Could you restate the Dankhar Monastery passage between "Dankhar Monastery, Spiti" and "of his shirt.", inclusive, swapping "handkerchief" for "cloth"?

» Text to read
————————
Dankhar Monastery, Spiti Valley

My teacher, Sherab Dakpa, was short and stocky and he claimed to be a Khampa. I did not believe him. He wore pressed cords and starched shirts, he waxed his hair and polished his Ray Ban sunglasses with an immaculate handkerchief. He even used chapstick on his lips. Once, when we walked ten miles over the hills to the Lingti Valley to visit another monastery, he took a small suitcase with wheels. He looked like he was on his way to Heathrow, dragging his elegant luggage through the dust.  How could he be descended from the warriors of Eastern Tibet? He was afraid to get his trousers dirty, and tutted when the dust nuzzled into the cuffs of his shirt. 

Perhaps it was his neurosis that made him a good teacher— disciplined, competent and efficient. He had been trained in Dharamsala and took his first teaching post in Tabo Monastery five years ago, and had left recently under circumstances that were only later revealed to me. The Rinpoche had asked him to teach the monks English and Tibetan, so it seemed obvious that I would take lessons from him. He taught me from schoolbooks they used in the Tibetan Children’s Village Schools, full of stories of Green Dragons and Snow Lions and the universal Tortoise and the Hare. Sentence after sentence was drilled into me: 

Tabo Monastery, Spiti Valley, India

The Tsuglhagkhang is the biggest temple in Lhasa, Milarepa spent fourteen years in a cave, the rooms of the Potala Palace  are uncountable…

Tsering Chophel would appear every few days with his donkey, loaded with supplies of close-up toothpaste, Lux soap, matches, rice and vegetables for the monastery shop. I used to buy boiled sweets from him, and guzzled them down on the walk back to the monastery. We listened to the BBC World Service in the afternoons if the electricity was on. I would sit beside the stove, as Lama Dorje shaped the chapati between his palms and slapped them on the pan to cook, mumbling his prayers as he did. The kitchen was black with soot and so dark you could hardly see who was sitting in the corner. I could see the snow mountains through the window. The glass hung limply in the frame, secured by two thin nails. A gas-lamp lay propped up on the crooked sill and rosary beads hung from the window clasp. There was a piece of a broken mirror, which Sherab would grab in the mornings to groom himself with hair oil and smooth his face with My Fair Lady, an Indian face cream that claimed to bleach the skin. One day, the whole lot fell off the sill as the windows rattled and a crackling BBC voice that told us an earthquake had hit Iran. 

The monks in Dankhar all wore the same blue runners with the brand mark Warrior marked over a white star on the heel. When it was cold, they wore the same green army jackets with a golden star on the shoulder buckle. They had the same red flasks as the Rinpoche had, with a pink rose on the barrel. These were not cheap products that came from the plains, from over the Kunzum pass. These goods were from China, and they came through the Tibetan border over the Shipki  pass. Limited trade was allowed on the Indo-Tibetan border, forty years after the invasion of Tibet. Tibetans no longer came over the Parag pass with their woollen clothes and silk, yak and goats. Spitians no longer bought tea-bricks, turquoise, amber and coral from Lhasa. The cheap blue Warrior runners, the green Chinese army coats and the red tin flasks were all that came from behind the quiet mountains now. No lamas, no yaks, no goats, no visitors could drop in over the passes any more and nobody said too much about what lay over the mountains these days.
————————
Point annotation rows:
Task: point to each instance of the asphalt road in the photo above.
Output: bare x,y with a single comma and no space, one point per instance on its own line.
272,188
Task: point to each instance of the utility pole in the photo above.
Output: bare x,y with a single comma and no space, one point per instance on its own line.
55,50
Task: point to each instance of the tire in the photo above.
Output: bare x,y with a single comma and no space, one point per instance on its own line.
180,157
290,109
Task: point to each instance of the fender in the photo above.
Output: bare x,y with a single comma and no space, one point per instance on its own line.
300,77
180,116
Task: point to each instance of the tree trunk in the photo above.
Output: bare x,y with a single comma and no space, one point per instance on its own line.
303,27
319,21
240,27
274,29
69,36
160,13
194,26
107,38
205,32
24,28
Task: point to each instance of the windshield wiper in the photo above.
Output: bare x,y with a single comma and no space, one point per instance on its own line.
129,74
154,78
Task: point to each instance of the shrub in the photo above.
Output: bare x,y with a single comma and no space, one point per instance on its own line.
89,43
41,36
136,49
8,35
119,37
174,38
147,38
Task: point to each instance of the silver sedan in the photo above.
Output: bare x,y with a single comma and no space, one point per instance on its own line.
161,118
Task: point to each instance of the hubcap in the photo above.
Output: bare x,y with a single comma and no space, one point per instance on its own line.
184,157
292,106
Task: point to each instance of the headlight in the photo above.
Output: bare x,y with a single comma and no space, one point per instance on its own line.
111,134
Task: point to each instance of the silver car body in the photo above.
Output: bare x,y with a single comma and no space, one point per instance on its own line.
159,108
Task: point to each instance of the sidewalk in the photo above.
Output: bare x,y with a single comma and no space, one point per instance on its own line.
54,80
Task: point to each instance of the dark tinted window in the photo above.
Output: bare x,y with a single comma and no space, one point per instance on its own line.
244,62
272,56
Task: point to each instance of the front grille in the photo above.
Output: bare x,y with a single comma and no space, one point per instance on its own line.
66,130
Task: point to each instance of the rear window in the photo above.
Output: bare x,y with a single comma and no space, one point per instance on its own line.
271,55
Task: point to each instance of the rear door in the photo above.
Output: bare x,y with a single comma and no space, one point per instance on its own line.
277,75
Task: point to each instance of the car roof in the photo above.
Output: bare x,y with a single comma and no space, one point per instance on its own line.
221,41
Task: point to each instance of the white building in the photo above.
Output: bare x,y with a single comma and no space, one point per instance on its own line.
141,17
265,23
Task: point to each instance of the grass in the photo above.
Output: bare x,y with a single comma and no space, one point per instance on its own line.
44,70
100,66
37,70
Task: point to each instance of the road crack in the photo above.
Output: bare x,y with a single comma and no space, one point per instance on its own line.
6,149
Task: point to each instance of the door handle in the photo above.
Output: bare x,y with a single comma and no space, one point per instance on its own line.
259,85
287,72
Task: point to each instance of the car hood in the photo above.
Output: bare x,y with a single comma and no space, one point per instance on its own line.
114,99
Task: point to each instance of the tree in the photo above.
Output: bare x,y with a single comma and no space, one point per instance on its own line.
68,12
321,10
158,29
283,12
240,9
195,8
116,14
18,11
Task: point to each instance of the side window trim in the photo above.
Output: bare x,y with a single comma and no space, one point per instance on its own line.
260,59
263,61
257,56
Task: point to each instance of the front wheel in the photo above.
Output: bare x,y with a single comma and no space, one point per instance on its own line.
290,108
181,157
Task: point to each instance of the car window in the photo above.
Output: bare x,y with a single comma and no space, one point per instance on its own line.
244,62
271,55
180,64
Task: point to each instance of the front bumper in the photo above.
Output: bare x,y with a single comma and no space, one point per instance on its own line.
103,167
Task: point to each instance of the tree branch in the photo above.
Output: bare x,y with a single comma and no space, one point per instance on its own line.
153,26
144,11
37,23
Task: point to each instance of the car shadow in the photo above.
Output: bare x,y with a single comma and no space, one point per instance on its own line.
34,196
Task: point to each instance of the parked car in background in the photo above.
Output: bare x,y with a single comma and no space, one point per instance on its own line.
————————
» Result below
Dankhar Monastery, Spiti Valley

My teacher, Sherab Dakpa, was short and stocky and he claimed to be a Khampa. I did not believe him. He wore pressed cords and starched shirts, he waxed his hair and polished his Ray Ban sunglasses with an immaculate cloth. He even used chapstick on his lips. Once, when we walked ten miles over the hills to the Lingti Valley to visit another monastery, he took a small suitcase with wheels. He looked like he was on his way to Heathrow, dragging his elegant luggage through the dust.  How could he be descended from the warriors of Eastern Tibet? He was afraid to get his trousers dirty, and tutted when the dust nuzzled into the cuffs of his shirt.